(MATERIAL FOR THE TASK)

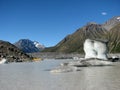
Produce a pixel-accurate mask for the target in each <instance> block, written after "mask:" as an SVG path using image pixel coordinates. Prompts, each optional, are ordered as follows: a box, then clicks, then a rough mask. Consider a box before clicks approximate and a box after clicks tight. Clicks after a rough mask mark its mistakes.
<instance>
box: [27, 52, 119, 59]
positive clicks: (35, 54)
mask: <svg viewBox="0 0 120 90" xmlns="http://www.w3.org/2000/svg"><path fill="white" fill-rule="evenodd" d="M28 55H30V56H31V57H37V58H42V59H74V60H78V59H80V58H84V57H85V54H80V53H58V52H40V53H28ZM107 56H108V58H109V60H113V59H117V60H119V58H120V53H116V54H112V53H111V54H107Z"/></svg>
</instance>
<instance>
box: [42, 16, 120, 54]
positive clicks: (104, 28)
mask: <svg viewBox="0 0 120 90" xmlns="http://www.w3.org/2000/svg"><path fill="white" fill-rule="evenodd" d="M118 19H119V20H118ZM119 24H120V18H119V16H117V17H113V18H111V19H110V20H108V21H106V22H105V24H96V23H87V25H85V26H83V27H81V28H79V29H77V30H76V31H75V32H74V33H72V34H70V35H67V36H66V37H65V38H64V39H63V40H61V41H60V42H59V43H58V44H57V45H55V46H54V47H51V48H47V49H45V50H43V52H64V53H84V51H83V43H84V41H85V39H87V38H90V39H103V40H108V41H109V43H108V46H109V49H110V50H109V51H110V53H118V52H120V50H118V49H115V46H116V44H114V40H115V39H114V38H115V37H118V36H119V34H120V32H117V30H119V28H117V30H115V29H116V26H117V25H118V26H117V27H119ZM105 25H106V26H105ZM115 31H116V32H117V33H118V34H117V36H116V35H115ZM119 31H120V30H119ZM111 36H112V38H111ZM119 39H120V38H119ZM117 40H118V39H117ZM116 43H117V41H116ZM117 45H118V46H117V47H116V48H118V47H120V45H119V44H117ZM112 47H114V48H112ZM113 49H114V50H113Z"/></svg>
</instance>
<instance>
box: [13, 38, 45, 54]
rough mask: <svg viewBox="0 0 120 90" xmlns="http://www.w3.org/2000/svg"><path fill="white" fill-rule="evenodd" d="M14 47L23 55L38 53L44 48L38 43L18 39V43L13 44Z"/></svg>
mask: <svg viewBox="0 0 120 90" xmlns="http://www.w3.org/2000/svg"><path fill="white" fill-rule="evenodd" d="M14 45H15V46H16V47H18V48H19V49H21V50H22V51H24V52H25V53H33V52H40V51H41V50H43V49H44V48H45V46H44V45H41V44H40V43H39V42H37V41H31V40H29V39H20V40H19V41H18V42H16V43H14Z"/></svg>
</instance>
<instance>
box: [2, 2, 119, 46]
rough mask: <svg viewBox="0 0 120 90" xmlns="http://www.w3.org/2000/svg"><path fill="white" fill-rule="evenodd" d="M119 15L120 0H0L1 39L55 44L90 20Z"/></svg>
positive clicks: (97, 19)
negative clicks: (21, 39) (27, 39)
mask: <svg viewBox="0 0 120 90" xmlns="http://www.w3.org/2000/svg"><path fill="white" fill-rule="evenodd" d="M119 15H120V1H119V0H0V40H5V41H9V42H11V43H14V42H16V41H18V40H19V39H30V40H36V41H38V42H40V43H41V44H44V45H45V46H47V47H49V46H54V45H56V44H57V43H58V42H59V41H61V40H62V39H63V38H64V37H65V36H66V35H68V34H72V33H73V32H75V31H76V30H77V29H78V28H80V27H82V26H84V25H86V23H88V22H91V21H92V22H93V21H94V22H97V23H104V22H105V21H107V20H108V19H110V18H112V17H113V16H119Z"/></svg>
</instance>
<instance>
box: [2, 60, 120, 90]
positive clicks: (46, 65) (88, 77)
mask: <svg viewBox="0 0 120 90" xmlns="http://www.w3.org/2000/svg"><path fill="white" fill-rule="evenodd" d="M61 62H65V60H44V61H41V62H32V63H10V64H2V65H0V90H120V62H118V63H114V65H113V66H103V67H81V71H74V72H67V73H51V72H50V71H49V70H50V69H52V68H55V67H57V66H58V65H59V64H60V63H61Z"/></svg>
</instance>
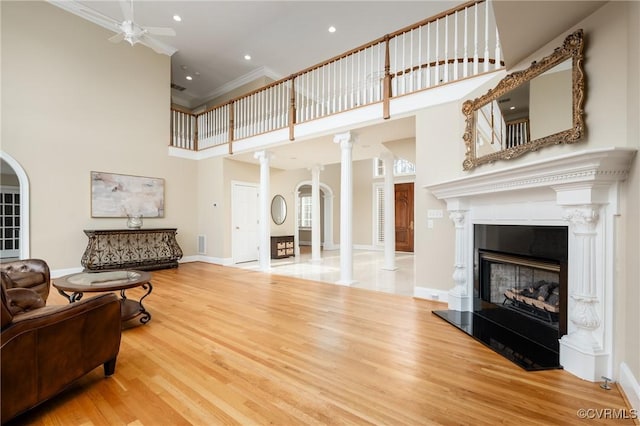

(End MATERIAL FOR THE TASK)

**PROBLEM REQUIREMENTS:**
Reproduce every line of the records above verbatim, omitting the pictures.

**COMPLETED EXERCISE:**
Produce a pixel-accurate mask for the target in each <instance> block, written after "mask:" as an SVG path using image pixel coordinates. Prompts, each optional, are ordered as follows: a box, then clicks, then a rough mask. Consider a box before clicks approximate and a box after clicks tight. Clicks after a rough mask mark its mistakes.
<instance>
box: [27, 52, 119, 59]
positive clicks: (35, 54)
mask: <svg viewBox="0 0 120 90" xmlns="http://www.w3.org/2000/svg"><path fill="white" fill-rule="evenodd" d="M28 55H30V56H31V57H37V58H42V59H74V60H78V59H80V58H84V57H85V54H80V53H58V52H40V53H28ZM107 56H108V58H109V60H113V59H117V60H119V58H120V53H116V54H112V53H111V54H107Z"/></svg>
</instance>
<instance>
box: [42, 16, 120, 54]
positive clicks: (104, 28)
mask: <svg viewBox="0 0 120 90" xmlns="http://www.w3.org/2000/svg"><path fill="white" fill-rule="evenodd" d="M118 19H119V20H118ZM119 24H120V18H119V16H117V17H113V18H111V19H110V20H108V21H106V22H105V24H96V23H87V25H85V26H83V27H81V28H79V29H77V30H76V31H75V32H74V33H72V34H70V35H67V36H66V37H65V38H64V39H63V40H61V41H60V42H59V43H58V44H57V45H55V46H54V47H51V48H47V49H45V50H43V52H64V53H84V51H83V43H84V41H85V39H87V38H90V39H103V40H108V41H109V43H108V46H109V49H110V50H109V51H110V53H118V52H120V50H118V49H115V46H116V44H114V40H115V39H114V38H115V37H118V36H119V34H120V32H117V30H119V28H117V30H115V29H116V26H117V25H118V26H117V27H119ZM105 25H106V26H105ZM115 31H116V32H117V33H118V34H117V36H116V35H115ZM119 31H120V30H119ZM111 36H112V38H111ZM119 39H120V38H119ZM117 40H118V39H117ZM116 43H117V41H116ZM117 45H118V46H117V47H116V48H118V47H120V45H119V44H117ZM112 47H114V48H112ZM113 49H114V50H113Z"/></svg>
</instance>
<instance>
box: [13, 38, 45, 54]
rough mask: <svg viewBox="0 0 120 90" xmlns="http://www.w3.org/2000/svg"><path fill="white" fill-rule="evenodd" d="M14 47L23 55L38 53L44 48L38 43L18 39V43L13 44Z"/></svg>
mask: <svg viewBox="0 0 120 90" xmlns="http://www.w3.org/2000/svg"><path fill="white" fill-rule="evenodd" d="M14 45H15V46H16V47H18V48H19V49H21V50H22V51H24V52H25V53H33V52H40V51H41V50H43V49H44V48H45V46H44V45H41V44H40V43H39V42H37V41H31V40H29V39H20V40H19V41H18V42H16V43H14Z"/></svg>
</instance>
<instance>
box: [2, 2, 119, 46]
rough mask: <svg viewBox="0 0 120 90" xmlns="http://www.w3.org/2000/svg"><path fill="white" fill-rule="evenodd" d="M119 15L120 0H0L1 39L55 44L90 20Z"/></svg>
positive clicks: (97, 19)
negative clicks: (21, 39) (27, 39)
mask: <svg viewBox="0 0 120 90" xmlns="http://www.w3.org/2000/svg"><path fill="white" fill-rule="evenodd" d="M119 15H120V1H119V0H0V40H5V41H9V42H11V43H14V42H16V41H18V40H19V39H30V40H36V41H38V42H40V43H41V44H44V45H45V46H47V47H49V46H54V45H56V44H57V43H58V42H59V41H61V40H62V39H63V38H64V37H65V36H66V35H68V34H72V33H73V32H75V31H76V30H77V29H78V28H80V27H82V26H84V25H86V23H88V22H91V21H92V22H93V21H94V22H97V23H104V22H105V21H107V20H108V19H110V18H112V17H113V16H119Z"/></svg>
</instance>
<instance>
box: [2, 60, 120, 90]
positive clicks: (46, 65) (88, 77)
mask: <svg viewBox="0 0 120 90" xmlns="http://www.w3.org/2000/svg"><path fill="white" fill-rule="evenodd" d="M61 62H65V60H44V61H41V62H32V63H10V64H2V65H0V90H120V62H118V63H114V65H113V66H103V67H81V71H74V72H67V73H51V72H50V71H49V70H50V69H52V68H55V67H57V66H58V65H59V64H60V63H61Z"/></svg>
</instance>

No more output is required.